Rumori Di Fondo - Rumori Di Fondo
I rumori di fondo sono quelli che senti quando accendi lo stereo ma non hai ancora messo il cd. I rumori di fondo sono il fruscio di un vinile nel giradischi. I rumori di fondo sono il suono del silenzio di quando appoggi l’orecchio a un tavolo e batti con il pugno.
I Rumori Di Fondo sono quattro ragazzi di Cremona, giovanissimi (tra i 15 e i 17 anni), che hanno deciso di chiamarsi così perché sono alla ricerca di un suono, di un accordo. Il loro è un tentativo di scoperta di qualcosa che sia direttamente collegato alla musica da cui provengono, il grunge o il metal, l’hard rock o il noise, ma che allo stesso tempo la trascenda e si faccia “altro”. Cosa? I Rumori Di Fondo in primis stanno a mano a mano cercando di capirlo.

DATI FORNITI —
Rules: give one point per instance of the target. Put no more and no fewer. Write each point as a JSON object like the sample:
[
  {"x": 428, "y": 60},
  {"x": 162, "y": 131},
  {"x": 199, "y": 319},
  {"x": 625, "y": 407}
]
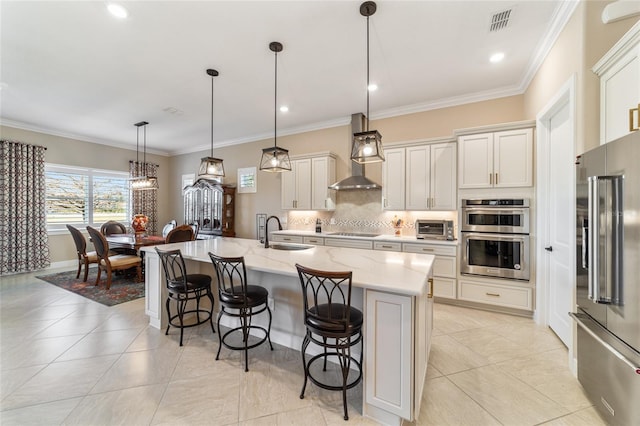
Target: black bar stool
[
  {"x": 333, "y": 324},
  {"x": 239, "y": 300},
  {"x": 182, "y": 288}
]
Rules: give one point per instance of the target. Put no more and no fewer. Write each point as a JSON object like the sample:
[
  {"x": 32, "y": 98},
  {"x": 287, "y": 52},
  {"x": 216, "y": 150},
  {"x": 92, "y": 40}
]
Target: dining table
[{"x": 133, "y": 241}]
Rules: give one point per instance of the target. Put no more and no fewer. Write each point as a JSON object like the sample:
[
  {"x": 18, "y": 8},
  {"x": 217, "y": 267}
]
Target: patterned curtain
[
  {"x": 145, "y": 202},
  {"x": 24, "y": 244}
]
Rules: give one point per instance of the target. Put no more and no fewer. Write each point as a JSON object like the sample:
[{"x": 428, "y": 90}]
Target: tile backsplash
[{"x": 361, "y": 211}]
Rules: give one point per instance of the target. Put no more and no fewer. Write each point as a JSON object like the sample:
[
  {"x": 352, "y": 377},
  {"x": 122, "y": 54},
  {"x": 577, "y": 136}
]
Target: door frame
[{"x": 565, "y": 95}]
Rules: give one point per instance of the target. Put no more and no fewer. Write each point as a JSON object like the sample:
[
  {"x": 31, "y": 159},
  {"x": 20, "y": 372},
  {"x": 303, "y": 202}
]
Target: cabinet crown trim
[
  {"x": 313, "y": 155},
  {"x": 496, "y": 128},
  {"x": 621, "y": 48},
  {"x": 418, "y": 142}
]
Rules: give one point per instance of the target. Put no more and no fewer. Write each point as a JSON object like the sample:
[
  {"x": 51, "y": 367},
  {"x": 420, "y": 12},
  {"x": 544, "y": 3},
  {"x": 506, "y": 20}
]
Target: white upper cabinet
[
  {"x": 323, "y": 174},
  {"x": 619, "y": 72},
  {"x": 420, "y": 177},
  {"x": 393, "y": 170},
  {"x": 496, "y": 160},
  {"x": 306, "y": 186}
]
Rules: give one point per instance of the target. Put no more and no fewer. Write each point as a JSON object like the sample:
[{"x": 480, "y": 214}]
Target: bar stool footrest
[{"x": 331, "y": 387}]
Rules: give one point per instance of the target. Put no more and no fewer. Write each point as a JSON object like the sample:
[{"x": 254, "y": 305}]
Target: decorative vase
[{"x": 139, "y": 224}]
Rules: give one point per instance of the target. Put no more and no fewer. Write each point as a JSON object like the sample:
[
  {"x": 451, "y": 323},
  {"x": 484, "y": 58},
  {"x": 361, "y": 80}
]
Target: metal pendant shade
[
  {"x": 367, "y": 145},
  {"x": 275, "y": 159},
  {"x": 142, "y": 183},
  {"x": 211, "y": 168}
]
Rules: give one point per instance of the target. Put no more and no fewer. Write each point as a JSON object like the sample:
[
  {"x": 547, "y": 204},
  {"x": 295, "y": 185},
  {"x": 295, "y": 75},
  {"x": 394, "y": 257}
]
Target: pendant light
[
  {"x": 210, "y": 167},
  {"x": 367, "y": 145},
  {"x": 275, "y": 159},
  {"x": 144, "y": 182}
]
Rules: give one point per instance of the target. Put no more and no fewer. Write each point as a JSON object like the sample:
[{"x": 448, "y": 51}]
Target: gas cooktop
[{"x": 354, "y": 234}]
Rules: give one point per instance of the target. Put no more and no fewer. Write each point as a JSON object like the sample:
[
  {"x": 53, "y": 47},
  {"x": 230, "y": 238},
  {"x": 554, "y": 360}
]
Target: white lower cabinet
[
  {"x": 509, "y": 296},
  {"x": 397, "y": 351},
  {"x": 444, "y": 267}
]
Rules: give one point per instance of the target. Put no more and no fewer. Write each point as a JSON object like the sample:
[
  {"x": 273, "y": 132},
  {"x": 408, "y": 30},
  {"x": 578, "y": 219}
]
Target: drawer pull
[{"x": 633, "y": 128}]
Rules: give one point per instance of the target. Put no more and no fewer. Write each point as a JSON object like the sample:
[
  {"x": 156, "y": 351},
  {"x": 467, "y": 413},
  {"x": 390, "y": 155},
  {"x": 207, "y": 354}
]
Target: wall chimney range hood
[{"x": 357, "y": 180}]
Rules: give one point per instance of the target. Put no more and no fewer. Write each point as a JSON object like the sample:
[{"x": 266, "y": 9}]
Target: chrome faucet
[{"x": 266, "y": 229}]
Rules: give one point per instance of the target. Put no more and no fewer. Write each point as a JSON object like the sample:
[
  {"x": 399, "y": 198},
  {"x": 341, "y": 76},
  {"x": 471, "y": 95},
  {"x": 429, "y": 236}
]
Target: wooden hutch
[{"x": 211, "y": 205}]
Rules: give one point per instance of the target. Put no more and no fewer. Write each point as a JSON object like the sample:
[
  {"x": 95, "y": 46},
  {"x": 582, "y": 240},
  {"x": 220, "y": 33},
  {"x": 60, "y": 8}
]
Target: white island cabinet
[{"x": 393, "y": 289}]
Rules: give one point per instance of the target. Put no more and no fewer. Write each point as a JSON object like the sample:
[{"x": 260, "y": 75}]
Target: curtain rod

CONSEGNA 1 — Secondo il brano sui Rumori Di Fondo, di quale città sono i quattro ragazzi del gruppo?
CONSEGNA 2 — Conta le righe dei dati in cui compare la parola "white", distinguendo tra maiuscole e minuscole. Scrivi soltanto il numero.
Le righe riportate non hanno alcun legame con il brano.

RISPOSTA SCRITTA 1 — Sono di Cremona.

RISPOSTA SCRITTA 2 — 3